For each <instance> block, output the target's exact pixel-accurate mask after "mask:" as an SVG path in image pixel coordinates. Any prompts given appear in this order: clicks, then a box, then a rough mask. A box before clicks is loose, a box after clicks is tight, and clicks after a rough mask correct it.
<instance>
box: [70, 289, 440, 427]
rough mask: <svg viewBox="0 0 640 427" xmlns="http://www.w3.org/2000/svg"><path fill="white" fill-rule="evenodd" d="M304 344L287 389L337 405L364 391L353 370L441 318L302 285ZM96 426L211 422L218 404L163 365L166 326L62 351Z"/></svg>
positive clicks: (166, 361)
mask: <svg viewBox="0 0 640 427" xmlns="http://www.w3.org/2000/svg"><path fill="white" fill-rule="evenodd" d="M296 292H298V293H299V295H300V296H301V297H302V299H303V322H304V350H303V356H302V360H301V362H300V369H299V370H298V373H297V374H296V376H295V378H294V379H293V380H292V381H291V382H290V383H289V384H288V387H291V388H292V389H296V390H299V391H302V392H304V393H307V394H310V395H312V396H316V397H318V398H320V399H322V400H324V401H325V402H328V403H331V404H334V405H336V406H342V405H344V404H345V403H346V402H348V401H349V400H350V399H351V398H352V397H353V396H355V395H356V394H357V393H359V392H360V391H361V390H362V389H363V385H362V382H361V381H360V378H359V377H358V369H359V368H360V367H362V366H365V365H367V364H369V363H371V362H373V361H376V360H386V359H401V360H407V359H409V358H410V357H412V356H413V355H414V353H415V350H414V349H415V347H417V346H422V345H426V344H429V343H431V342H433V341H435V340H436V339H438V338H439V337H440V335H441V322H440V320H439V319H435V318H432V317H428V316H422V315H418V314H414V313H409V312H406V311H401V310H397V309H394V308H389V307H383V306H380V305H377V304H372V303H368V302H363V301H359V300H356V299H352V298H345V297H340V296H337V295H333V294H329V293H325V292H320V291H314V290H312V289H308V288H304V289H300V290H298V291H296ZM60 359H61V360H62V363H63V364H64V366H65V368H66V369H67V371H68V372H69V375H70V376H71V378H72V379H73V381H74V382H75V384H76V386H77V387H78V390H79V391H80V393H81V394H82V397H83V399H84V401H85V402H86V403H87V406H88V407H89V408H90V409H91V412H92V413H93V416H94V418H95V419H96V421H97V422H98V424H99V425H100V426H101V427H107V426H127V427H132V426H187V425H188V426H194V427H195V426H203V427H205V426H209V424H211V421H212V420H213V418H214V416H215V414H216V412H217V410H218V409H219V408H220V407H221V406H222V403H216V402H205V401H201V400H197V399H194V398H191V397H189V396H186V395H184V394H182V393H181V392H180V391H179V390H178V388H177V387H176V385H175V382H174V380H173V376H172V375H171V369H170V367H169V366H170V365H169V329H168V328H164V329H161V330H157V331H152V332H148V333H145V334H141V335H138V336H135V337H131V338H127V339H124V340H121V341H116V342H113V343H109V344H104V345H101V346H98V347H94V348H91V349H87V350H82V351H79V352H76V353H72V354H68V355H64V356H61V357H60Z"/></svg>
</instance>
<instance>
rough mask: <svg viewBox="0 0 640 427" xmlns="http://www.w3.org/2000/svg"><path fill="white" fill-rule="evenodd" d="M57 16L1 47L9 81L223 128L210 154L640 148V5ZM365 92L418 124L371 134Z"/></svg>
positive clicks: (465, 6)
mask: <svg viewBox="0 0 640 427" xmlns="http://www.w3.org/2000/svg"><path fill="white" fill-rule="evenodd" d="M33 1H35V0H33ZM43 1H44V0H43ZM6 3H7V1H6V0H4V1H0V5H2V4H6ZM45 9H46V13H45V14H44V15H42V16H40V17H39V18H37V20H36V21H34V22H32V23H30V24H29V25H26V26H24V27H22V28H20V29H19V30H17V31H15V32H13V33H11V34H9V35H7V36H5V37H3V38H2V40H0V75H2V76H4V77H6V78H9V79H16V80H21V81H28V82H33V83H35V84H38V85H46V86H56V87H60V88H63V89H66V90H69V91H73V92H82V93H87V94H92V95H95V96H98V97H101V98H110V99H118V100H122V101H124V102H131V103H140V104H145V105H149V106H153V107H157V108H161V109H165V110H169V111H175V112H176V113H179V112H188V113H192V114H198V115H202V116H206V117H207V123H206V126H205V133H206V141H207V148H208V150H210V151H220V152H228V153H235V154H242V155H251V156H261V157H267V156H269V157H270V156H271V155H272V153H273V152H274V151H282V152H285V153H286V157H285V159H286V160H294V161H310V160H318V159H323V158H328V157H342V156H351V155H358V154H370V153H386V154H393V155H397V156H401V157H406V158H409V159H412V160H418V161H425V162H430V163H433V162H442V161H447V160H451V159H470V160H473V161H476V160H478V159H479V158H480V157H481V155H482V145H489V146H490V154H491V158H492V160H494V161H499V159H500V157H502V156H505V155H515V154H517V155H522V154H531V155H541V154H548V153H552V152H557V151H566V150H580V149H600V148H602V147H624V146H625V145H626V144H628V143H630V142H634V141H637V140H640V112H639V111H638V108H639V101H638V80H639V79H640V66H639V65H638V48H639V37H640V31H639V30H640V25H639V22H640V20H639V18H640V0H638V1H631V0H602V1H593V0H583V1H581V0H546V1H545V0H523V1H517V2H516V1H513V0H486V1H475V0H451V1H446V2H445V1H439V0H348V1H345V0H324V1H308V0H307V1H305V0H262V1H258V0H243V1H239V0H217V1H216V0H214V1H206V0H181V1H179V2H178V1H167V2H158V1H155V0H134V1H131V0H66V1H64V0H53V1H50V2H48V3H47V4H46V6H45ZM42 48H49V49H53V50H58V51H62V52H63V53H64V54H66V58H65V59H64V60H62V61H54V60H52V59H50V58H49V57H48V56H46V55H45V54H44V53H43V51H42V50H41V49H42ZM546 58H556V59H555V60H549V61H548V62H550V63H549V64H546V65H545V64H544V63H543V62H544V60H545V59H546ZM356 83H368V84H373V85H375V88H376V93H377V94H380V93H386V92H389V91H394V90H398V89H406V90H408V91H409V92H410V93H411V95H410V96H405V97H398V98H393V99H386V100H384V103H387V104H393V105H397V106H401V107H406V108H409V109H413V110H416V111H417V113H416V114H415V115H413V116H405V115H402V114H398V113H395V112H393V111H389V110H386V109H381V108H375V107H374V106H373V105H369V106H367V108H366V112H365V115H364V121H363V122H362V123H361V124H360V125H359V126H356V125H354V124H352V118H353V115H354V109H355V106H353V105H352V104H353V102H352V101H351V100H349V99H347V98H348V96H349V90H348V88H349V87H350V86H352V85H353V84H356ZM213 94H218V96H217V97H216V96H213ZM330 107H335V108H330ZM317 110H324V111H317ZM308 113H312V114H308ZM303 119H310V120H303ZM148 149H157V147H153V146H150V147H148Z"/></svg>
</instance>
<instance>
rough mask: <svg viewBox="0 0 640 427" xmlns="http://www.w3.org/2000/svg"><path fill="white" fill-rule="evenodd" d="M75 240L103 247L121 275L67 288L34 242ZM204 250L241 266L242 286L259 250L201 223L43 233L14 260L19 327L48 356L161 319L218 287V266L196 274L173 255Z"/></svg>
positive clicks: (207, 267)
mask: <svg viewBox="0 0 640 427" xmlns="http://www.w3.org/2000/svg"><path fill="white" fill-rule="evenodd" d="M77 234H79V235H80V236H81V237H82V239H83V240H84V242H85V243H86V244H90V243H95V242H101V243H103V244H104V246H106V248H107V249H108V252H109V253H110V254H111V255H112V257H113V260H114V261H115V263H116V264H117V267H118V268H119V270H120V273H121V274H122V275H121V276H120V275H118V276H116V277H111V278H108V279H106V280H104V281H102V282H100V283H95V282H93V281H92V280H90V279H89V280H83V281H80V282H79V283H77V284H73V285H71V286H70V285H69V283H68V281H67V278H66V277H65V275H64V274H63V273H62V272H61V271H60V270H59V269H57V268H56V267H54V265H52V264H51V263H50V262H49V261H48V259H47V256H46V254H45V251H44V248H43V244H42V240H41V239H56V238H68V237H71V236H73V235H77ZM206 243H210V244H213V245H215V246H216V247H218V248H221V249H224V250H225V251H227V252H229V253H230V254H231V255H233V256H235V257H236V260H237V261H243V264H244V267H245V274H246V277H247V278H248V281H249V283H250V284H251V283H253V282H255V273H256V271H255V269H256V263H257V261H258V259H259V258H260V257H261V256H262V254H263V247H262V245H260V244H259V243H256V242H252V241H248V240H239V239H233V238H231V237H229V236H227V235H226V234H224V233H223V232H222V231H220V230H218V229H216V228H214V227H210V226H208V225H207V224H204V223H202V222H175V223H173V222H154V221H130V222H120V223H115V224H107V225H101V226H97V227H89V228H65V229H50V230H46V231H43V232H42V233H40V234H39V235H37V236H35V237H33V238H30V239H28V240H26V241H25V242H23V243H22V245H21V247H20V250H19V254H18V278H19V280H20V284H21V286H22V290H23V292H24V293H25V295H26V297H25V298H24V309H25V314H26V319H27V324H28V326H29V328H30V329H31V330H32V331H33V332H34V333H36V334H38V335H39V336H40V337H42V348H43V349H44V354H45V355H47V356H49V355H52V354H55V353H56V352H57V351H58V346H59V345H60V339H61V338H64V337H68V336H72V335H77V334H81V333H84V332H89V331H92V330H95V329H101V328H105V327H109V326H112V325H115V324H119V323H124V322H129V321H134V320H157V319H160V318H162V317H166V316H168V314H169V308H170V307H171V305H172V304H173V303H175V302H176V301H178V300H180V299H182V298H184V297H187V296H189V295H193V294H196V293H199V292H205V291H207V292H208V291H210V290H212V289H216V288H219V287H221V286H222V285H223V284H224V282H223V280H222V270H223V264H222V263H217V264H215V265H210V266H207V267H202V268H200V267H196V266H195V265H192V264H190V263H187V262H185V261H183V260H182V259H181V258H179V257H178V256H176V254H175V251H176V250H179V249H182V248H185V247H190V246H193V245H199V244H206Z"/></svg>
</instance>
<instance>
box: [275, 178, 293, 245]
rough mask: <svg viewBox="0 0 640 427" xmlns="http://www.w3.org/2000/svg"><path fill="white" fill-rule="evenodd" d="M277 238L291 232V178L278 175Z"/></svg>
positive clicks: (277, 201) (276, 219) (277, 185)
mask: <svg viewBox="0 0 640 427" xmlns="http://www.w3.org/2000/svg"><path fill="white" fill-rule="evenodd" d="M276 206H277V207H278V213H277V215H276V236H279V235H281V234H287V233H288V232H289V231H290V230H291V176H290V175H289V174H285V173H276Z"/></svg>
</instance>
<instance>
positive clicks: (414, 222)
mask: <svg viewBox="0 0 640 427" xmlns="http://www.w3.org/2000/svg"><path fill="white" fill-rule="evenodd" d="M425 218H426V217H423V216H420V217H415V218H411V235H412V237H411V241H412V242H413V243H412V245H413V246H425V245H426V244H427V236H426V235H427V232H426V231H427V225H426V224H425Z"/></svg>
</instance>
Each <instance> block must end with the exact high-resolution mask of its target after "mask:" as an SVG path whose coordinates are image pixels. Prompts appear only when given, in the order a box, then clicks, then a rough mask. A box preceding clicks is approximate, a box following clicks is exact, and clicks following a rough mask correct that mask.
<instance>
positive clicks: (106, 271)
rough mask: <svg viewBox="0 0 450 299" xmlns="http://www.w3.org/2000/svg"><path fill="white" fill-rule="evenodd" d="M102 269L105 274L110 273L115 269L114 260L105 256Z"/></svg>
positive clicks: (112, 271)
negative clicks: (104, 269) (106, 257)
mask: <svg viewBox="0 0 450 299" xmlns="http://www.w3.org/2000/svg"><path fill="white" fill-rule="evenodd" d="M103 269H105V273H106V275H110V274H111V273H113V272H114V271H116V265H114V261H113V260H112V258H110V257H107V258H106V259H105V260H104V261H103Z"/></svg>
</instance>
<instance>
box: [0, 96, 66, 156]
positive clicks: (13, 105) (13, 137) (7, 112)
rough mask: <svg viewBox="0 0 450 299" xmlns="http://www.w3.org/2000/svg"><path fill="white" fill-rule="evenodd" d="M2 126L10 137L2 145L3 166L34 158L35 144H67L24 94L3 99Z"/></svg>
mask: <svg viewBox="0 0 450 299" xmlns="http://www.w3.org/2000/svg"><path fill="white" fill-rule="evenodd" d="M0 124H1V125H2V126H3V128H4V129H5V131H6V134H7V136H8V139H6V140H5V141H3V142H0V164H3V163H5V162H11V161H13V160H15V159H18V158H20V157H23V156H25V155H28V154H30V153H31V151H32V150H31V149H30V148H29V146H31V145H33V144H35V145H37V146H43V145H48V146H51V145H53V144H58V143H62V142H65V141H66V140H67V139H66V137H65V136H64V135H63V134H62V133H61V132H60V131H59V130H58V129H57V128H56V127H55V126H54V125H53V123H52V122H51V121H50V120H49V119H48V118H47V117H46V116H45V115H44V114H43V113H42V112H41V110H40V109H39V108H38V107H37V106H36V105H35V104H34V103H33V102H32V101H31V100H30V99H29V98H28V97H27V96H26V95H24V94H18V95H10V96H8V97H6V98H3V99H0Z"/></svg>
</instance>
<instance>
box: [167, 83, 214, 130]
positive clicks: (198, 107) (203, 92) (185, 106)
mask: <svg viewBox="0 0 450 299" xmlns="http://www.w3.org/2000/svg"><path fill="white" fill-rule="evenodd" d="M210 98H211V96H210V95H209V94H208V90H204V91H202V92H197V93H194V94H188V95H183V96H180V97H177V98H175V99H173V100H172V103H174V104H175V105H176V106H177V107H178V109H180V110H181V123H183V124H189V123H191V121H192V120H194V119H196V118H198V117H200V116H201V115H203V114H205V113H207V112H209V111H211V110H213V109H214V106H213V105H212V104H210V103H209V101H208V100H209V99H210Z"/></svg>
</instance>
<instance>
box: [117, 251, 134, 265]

- - - - - - -

Try it: What is needed is an exact copy of the lines from the start of the listing through the line where "box: [70, 289, 440, 427]" sits, please, both end lines included and nothing more.

Response to this exercise:
For each <instance> block, output the target's exact pixel-accurate mask after "mask:" as an SVG path in image pixel coordinates. Any prompts given appear in this order: clicks, then a box, then a rough mask. A box before clicks is loose, a box after clicks is tight, and clicks after a rough mask correct it.
<instance>
box: [70, 289, 440, 427]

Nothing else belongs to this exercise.